▶ [RECORDED INFORMATION]:
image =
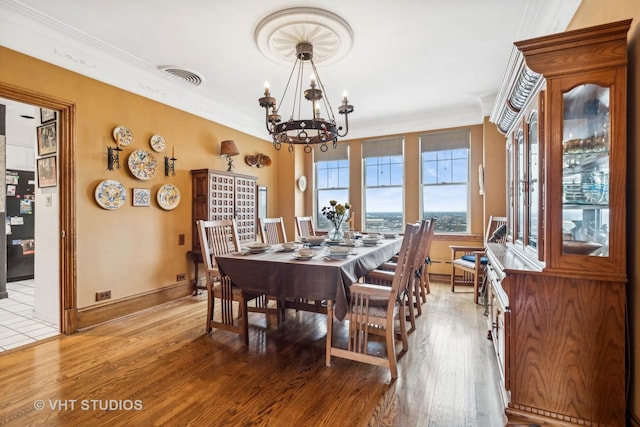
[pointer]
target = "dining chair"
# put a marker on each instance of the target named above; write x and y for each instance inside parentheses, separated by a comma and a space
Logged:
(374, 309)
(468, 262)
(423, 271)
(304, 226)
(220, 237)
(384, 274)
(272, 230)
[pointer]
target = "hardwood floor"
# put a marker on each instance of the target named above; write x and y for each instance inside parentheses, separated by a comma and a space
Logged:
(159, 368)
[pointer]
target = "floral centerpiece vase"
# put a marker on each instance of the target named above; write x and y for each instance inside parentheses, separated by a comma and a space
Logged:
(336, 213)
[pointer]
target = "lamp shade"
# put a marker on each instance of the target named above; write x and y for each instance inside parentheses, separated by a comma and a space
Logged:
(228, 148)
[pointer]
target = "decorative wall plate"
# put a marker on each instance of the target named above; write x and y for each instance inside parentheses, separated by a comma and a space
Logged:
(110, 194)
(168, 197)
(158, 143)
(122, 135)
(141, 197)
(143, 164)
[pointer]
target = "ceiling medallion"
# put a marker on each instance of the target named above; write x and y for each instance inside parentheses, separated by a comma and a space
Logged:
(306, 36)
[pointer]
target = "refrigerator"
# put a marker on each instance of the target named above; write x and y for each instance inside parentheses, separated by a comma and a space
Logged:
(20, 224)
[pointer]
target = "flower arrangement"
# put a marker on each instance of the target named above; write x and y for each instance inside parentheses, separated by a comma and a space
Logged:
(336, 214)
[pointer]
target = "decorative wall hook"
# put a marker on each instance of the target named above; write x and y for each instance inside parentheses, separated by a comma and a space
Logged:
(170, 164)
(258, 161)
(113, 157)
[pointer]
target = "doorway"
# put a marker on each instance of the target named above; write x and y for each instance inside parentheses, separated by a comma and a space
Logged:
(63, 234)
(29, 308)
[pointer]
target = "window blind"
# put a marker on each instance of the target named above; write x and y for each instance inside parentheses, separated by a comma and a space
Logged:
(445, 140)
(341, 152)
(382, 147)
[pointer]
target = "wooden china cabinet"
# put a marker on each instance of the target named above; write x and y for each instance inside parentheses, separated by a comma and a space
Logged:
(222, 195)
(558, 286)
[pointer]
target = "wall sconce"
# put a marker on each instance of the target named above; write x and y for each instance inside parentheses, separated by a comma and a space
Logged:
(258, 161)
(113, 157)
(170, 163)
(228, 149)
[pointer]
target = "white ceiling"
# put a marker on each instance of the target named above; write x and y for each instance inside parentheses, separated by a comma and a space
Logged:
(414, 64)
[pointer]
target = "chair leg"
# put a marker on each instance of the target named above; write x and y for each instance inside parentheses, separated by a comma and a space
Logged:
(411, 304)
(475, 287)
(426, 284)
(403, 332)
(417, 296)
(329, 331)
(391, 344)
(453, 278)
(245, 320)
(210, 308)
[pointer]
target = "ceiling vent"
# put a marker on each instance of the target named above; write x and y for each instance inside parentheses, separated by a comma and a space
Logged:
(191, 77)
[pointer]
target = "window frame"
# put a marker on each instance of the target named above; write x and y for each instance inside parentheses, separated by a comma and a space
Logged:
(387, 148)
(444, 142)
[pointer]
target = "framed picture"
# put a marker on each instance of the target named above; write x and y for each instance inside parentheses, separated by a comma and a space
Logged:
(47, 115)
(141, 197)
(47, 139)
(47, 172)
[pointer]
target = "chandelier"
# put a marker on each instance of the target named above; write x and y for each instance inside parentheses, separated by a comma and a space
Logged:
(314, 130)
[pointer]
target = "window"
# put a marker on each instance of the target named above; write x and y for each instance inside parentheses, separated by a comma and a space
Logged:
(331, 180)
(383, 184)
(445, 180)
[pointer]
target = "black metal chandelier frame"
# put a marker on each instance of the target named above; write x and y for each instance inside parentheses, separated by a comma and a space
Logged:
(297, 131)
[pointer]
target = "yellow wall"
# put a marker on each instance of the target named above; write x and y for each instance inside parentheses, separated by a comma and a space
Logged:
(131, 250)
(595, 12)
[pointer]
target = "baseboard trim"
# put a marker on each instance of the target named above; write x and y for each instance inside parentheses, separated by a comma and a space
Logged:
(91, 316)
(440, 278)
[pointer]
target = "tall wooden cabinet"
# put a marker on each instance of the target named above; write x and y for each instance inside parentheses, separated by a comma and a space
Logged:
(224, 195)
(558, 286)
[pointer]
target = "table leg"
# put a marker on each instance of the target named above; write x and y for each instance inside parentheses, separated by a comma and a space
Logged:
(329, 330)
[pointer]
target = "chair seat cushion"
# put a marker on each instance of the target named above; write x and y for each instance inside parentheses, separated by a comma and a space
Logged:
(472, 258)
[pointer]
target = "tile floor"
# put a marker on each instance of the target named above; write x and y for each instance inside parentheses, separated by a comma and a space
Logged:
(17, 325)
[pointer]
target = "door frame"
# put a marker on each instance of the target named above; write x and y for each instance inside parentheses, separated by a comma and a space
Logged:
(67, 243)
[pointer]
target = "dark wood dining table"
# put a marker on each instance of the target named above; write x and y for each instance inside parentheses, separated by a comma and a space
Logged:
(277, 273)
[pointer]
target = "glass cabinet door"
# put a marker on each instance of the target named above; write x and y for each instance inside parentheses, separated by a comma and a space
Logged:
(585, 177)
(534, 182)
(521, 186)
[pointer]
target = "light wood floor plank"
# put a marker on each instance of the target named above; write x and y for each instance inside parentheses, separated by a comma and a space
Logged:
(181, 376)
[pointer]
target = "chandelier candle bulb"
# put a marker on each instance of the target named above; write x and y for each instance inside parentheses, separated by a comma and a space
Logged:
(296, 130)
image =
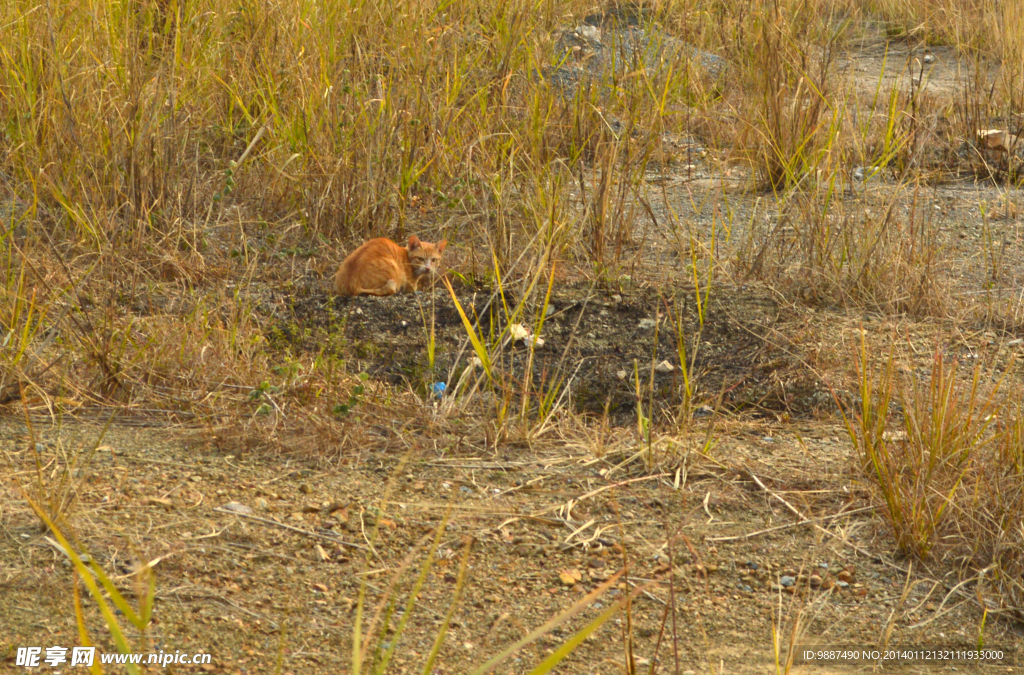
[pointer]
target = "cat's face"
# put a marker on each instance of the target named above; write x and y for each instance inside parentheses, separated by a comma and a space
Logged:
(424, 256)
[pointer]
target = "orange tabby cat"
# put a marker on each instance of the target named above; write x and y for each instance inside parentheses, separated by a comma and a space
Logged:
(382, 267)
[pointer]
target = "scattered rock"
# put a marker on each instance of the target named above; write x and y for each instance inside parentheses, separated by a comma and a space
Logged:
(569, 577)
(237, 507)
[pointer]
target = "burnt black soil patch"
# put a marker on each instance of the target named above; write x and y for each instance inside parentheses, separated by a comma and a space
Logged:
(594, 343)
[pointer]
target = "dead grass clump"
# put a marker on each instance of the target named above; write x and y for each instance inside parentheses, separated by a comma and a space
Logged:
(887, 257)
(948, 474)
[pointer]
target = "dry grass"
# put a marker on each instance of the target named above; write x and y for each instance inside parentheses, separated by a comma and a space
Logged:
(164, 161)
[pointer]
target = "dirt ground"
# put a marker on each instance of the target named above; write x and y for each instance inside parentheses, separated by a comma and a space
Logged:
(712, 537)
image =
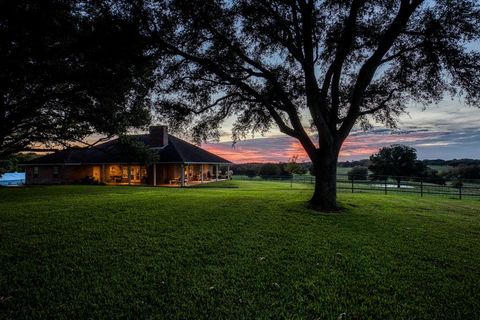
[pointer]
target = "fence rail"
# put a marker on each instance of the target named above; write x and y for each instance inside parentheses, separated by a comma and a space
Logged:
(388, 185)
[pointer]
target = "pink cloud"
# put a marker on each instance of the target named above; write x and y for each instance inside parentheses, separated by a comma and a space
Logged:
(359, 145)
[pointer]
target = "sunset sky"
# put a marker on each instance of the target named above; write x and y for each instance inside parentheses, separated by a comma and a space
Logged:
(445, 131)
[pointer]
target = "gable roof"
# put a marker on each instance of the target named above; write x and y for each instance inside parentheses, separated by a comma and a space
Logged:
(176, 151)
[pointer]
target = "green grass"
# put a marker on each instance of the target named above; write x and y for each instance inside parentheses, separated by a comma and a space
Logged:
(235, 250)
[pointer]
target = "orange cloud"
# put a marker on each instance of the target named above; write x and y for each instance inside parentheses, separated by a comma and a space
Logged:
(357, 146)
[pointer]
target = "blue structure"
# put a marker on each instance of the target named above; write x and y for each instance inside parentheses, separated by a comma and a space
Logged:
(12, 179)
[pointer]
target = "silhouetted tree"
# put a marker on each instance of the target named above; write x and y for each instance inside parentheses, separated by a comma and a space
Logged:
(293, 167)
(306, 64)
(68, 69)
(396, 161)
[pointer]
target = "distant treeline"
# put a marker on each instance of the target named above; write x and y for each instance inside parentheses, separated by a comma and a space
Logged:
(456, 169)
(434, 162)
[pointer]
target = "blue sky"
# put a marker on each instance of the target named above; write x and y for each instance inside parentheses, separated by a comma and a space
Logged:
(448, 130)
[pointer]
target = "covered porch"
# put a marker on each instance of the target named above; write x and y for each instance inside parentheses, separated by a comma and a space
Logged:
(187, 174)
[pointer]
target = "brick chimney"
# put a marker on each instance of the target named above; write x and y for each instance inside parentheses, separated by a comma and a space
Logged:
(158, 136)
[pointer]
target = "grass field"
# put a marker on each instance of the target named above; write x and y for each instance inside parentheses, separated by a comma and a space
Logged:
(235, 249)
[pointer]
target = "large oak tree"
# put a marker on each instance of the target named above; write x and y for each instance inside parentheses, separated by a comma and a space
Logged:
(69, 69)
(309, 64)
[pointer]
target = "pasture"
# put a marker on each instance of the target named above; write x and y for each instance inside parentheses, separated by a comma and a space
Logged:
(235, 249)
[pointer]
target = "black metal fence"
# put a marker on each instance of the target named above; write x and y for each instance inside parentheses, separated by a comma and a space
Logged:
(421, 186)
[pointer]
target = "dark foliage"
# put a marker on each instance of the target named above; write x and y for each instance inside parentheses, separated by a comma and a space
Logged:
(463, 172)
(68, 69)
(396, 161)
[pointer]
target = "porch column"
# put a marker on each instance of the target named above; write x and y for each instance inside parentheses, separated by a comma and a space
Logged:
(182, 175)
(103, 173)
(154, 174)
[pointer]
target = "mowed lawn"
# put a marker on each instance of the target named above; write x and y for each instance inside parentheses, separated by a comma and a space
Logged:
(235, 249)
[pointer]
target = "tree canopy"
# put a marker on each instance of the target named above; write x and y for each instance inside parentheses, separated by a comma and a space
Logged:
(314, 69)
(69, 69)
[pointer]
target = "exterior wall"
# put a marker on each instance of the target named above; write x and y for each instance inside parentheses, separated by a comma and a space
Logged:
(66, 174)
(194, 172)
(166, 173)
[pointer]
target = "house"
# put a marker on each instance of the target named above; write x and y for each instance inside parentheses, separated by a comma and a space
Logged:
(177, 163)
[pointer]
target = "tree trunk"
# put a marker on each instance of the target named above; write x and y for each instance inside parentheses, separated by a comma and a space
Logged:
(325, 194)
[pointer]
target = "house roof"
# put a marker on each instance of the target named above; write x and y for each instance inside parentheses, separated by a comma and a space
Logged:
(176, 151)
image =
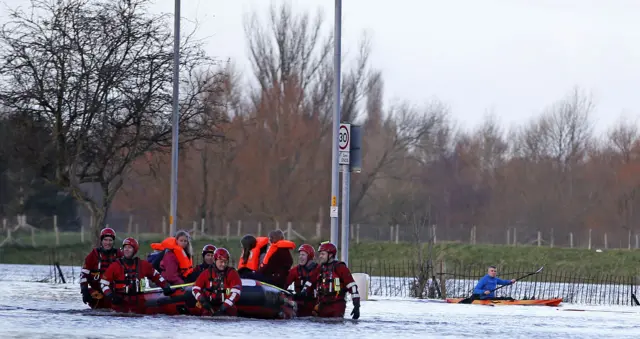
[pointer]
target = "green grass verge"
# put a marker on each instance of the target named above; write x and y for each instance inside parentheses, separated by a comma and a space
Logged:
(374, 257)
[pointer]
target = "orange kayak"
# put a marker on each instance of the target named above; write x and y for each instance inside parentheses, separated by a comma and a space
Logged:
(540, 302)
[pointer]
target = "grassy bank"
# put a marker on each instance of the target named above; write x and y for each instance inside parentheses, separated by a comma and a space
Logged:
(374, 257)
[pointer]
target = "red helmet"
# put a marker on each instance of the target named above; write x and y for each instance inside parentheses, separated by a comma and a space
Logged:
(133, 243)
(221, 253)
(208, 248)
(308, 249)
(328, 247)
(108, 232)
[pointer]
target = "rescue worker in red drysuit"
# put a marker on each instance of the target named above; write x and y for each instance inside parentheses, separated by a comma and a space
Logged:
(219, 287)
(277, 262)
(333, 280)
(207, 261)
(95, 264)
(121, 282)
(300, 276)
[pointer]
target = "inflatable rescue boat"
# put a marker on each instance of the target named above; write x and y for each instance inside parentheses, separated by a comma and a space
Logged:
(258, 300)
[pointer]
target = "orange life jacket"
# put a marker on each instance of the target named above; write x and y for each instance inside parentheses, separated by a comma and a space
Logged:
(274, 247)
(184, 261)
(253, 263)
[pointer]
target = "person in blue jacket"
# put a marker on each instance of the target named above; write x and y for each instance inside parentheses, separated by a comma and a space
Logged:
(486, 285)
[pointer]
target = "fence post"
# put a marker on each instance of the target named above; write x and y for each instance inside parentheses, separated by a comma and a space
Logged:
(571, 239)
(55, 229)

▶ [ABOUT THIS TASK]:
The lines that mention the word "floor" should be pulled from the records above.

▶ [RESPONSE FOR THIS EXERCISE]:
target = "hardwood floor"
target = "tile floor"
target = "light wood floor plank"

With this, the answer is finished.